▸ 演習課題
(1) 出産後の抜け毛に関する文章によると、廣瀬先生のグループの調査で、多少なりとも抜け毛があったと感じた人は何%でしたか。
(2) 出産後の抜け毛に関する文章の「出産後に一時的な抜け毛が増え」から「モンとの関係がありそうです。」までをすべて書き写し、その際「授乳期間」を「母乳育児の期間」に置き換えてください。

▸ 提供テキスト
......

出産後の抜け毛の話題
出産後の抜け毛について、東京科学大学の廣瀬明日香先生が今月の日産婦医会報に寄稿されていた内容の一部を紹介します。
出産後に一時的な抜け毛が増えると言われていますが、これに関する研究はあまりされておらず、論文数もとても少なく不明な点が多くあるそうです。研究論文は1960年代および2000年代にいくつか発表されている程度ですが、このメカニズムは妊娠中の毛周期の変化と考えられており、「妊娠中に抜けるべき髪が抜けず、分娩後にまとめて抜ける」現象で、休止期脱毛に分類されるようです。妊娠中は成長期が延長し、分娩後は休止期に移行します。この時期に一気にドサッと抜け落ちるので、びっくりしますよね。
抜け毛の量には個人差があり、頭部全体が抜けたり長期に抜けたりする場合もあるようです。廣瀬先生のグループの調査では、多少なりとも抜け毛があったと感じた人は91.8%で、頭部全体から均等に薄くなるため気づかれにくいのですが、本人は悩んでいるかもしれません。抜け毛は出産後2~4か月頃から始まり、半年から1年程度続くと言われているとのことです。
これまで、出産後の抜け毛の原因は女性ホルモンの変動と推測されていましたが、実際にホルモン値との関連を示した論文はありません。精神的ストレスや、睡眠不足など、複合的な要因が関与しているのでしょう。アンケート調査では、授乳期間の長さが抜け毛の独立した予測因子だったそうです。授乳期間が半年未満のグループと比較して、半年~1年間のグループ、1年以上のグループでは、抜け毛が生じる調整オッズ比はそれぞれ5.96と6.37でした。やはりホルモンとの関係がありそうです。

......

▸ 元データ
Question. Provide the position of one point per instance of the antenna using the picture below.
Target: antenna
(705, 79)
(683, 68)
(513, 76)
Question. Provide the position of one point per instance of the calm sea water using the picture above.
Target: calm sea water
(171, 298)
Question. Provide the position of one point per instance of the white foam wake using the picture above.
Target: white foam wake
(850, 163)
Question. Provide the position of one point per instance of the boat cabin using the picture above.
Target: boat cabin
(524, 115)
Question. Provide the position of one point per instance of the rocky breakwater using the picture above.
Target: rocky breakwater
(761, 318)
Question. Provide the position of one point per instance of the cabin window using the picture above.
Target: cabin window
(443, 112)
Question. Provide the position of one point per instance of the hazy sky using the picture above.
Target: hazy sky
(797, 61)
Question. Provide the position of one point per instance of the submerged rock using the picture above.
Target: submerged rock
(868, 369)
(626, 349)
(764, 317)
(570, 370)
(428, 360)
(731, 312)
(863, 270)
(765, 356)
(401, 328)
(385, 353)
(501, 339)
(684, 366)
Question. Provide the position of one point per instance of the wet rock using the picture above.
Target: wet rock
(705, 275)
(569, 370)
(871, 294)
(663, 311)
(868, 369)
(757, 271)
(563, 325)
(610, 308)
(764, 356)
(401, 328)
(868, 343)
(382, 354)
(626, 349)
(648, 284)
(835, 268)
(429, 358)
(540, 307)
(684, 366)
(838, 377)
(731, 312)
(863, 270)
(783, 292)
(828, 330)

......

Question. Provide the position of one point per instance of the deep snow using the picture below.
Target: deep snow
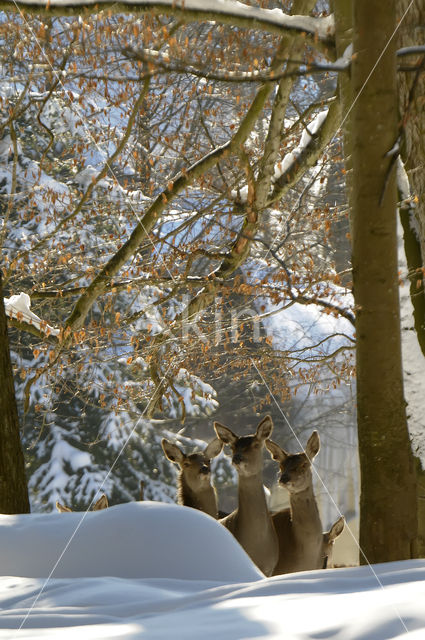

......

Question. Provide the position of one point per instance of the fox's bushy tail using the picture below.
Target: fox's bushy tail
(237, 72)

......

▸ 課題の解答
(1) 91.8%

(2)
出産後に一時的な抜け毛が増えると言われていますが、これに関する研究はあまりされておらず、論文数もとても少なく不明な点が多くあるそうです。研究論文は1960年代および2000年代にいくつか発表されている程度ですが、このメカニズムは妊娠中の毛周期の変化と考えられており、「妊娠中に抜けるべき髪が抜けず、分娩後にまとめて抜ける」現象で、休止期脱毛に分類されるようです。妊娠中は成長期が延長し、分娩後は休止期に移行します。この時期に一気にドサッと抜け落ちるので、びっくりしますよね。
抜け毛の量には個人差があり、頭部全体が抜けたり長期に抜けたりする場合もあるようです。廣瀬先生のグループの調査では、多少なりとも抜け毛があったと感じた人は91.8%で、頭部全体から均等に薄くなるため気づかれにくいのですが、本人は悩んでいるかもしれません。抜け毛は出産後2~4か月頃から始まり、半年から1年程度続くと言われているとのことです。
これまで、出産後の抜け毛の原因は女性ホルモンの変動と推測されていましたが、実際にホルモン値との関連を示した論文はありません。精神的ストレスや、睡眠不足など、複合的な要因が関与しているのでしょう。アンケート調査では、母乳育児の期間の長さが抜け毛の独立した予測因子だったそうです。母乳育児の期間が半年未満のグループと比較して、半年~1年間のグループ、1年以上のグループでは、抜け毛が生じる調整オッズ比はそれぞれ5.96と6.37でした。やはりホルモンとの関係がありそうです。